▶ What is being asked:
Arrange the listing from the line containing "Each instance of the blue" through the line containing "[(74, 313)]" as a two-column CSV with the header instruction,points. Give one row per entry, with its text and its answer each in a single quoted field and any line breaks replaced by spaces.

▶ Recorded information:
■ ■ ■ ■ ■ ■ ■
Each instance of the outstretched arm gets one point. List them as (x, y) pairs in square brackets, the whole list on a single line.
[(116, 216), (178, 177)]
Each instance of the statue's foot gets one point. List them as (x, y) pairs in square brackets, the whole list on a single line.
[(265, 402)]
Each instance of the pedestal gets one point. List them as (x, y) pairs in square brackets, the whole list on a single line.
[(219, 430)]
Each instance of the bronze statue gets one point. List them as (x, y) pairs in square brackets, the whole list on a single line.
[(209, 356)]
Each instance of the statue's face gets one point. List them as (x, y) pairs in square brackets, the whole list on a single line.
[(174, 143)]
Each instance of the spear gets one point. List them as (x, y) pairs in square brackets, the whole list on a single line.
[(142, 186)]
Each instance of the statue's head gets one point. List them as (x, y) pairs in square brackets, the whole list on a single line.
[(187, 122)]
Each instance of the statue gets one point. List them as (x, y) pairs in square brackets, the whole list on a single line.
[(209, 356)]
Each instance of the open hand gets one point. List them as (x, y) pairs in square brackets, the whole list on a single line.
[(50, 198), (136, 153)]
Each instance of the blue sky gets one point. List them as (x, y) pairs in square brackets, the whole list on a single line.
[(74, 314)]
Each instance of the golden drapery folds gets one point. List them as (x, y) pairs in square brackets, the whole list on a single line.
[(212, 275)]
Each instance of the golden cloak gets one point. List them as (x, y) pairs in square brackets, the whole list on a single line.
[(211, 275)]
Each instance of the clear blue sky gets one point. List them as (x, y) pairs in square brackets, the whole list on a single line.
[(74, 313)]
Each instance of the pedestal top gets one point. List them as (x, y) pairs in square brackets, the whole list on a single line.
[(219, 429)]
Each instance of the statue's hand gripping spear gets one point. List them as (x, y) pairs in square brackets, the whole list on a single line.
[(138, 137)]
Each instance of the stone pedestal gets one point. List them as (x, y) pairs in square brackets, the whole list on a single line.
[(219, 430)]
■ ■ ■ ■ ■ ■ ■
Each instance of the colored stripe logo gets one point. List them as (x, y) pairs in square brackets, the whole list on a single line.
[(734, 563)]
■ ■ ■ ■ ■ ■ ■
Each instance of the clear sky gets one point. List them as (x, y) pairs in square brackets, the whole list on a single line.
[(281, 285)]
■ ■ ■ ■ ■ ■ ■
▶ Solution to this problem:
instruction,points
"Each instance of the blue sky gets one point. List them as (x, y) pairs in square brackets, the whole list on a single line.","[(74, 314)]"
"Each instance of the golden drapery folds gets one point. List them as (x, y) pairs in square brackets, the whole list on a single line.","[(212, 275)]"
"Each instance of the golden cloak gets one point. List them as (x, y) pairs in square brackets, the whole list on a single line.","[(211, 275)]"
"Each instance of the clear blue sky gets one point. List them as (x, y) pairs in square brackets, the whole list on a single line.","[(74, 313)]"